### Brief
Your answer should hold every line of the records below that contains the string "birch".
----
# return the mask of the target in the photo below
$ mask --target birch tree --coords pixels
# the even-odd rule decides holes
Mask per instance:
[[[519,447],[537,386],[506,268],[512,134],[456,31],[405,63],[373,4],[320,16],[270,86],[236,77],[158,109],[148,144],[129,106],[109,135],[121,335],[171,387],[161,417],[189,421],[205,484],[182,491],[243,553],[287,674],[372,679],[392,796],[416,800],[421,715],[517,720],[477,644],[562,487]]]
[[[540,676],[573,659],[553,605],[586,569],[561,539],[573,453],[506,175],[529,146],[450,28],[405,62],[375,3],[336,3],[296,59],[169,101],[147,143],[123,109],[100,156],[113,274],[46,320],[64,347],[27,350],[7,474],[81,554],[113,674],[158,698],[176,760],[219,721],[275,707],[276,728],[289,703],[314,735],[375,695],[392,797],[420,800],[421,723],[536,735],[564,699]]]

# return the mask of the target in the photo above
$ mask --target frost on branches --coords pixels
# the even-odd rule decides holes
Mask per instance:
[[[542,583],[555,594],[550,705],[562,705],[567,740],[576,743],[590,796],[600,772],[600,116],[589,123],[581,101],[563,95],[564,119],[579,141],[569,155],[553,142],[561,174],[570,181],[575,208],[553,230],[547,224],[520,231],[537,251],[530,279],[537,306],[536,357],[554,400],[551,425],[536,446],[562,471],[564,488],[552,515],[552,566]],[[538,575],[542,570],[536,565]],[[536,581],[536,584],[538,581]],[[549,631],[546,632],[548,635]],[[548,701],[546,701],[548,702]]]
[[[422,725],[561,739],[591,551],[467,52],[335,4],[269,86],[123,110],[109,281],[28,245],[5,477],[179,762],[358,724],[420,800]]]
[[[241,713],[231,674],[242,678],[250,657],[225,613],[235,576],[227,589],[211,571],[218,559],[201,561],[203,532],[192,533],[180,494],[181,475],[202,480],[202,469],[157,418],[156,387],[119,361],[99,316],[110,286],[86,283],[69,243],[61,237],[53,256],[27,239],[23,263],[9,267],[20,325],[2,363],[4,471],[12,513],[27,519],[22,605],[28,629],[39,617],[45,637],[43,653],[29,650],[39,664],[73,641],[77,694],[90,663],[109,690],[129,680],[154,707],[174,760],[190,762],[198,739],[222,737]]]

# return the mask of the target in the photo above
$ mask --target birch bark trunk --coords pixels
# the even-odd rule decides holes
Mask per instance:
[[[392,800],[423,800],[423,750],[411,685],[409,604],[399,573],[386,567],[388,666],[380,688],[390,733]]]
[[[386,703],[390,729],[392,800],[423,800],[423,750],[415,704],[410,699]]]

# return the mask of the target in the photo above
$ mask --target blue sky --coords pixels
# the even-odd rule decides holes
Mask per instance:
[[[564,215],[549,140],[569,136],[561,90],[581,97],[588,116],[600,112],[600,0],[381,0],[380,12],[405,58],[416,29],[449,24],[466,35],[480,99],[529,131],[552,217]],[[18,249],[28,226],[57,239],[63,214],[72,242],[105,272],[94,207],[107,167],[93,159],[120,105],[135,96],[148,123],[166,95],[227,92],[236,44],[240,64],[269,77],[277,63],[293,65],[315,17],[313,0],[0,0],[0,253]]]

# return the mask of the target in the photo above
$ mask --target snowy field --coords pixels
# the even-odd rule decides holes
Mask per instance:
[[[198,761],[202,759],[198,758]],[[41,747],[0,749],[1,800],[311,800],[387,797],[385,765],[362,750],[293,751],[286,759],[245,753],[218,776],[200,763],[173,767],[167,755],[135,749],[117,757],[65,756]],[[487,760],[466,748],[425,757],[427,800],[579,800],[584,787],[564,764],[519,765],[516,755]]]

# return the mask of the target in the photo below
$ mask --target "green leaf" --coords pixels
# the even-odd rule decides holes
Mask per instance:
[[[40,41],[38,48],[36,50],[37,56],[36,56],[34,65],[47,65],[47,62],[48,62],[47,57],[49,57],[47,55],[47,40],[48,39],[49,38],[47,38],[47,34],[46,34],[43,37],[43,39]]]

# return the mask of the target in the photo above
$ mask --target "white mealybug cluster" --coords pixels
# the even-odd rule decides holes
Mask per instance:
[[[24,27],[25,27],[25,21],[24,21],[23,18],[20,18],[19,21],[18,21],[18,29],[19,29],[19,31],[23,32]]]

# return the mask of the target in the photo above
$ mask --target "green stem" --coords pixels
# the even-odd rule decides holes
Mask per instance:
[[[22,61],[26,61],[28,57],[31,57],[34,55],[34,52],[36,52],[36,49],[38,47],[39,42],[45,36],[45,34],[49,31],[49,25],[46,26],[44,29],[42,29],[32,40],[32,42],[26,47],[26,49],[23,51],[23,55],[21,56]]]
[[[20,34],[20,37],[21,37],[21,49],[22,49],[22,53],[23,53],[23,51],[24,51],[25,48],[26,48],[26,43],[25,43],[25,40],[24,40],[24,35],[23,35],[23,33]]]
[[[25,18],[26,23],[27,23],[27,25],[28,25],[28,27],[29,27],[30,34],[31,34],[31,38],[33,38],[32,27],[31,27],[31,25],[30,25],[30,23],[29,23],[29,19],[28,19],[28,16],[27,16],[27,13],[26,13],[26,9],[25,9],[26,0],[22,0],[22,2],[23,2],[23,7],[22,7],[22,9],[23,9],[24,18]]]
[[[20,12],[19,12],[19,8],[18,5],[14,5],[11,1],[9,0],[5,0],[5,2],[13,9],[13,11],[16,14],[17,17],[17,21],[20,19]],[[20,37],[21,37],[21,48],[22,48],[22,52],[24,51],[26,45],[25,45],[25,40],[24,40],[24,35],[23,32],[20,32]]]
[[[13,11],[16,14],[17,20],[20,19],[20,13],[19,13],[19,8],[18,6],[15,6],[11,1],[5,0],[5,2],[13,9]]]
----
### Answer box
$ mask --target birch tree --coords pixels
$ mask --target birch bark trunk --coords pixels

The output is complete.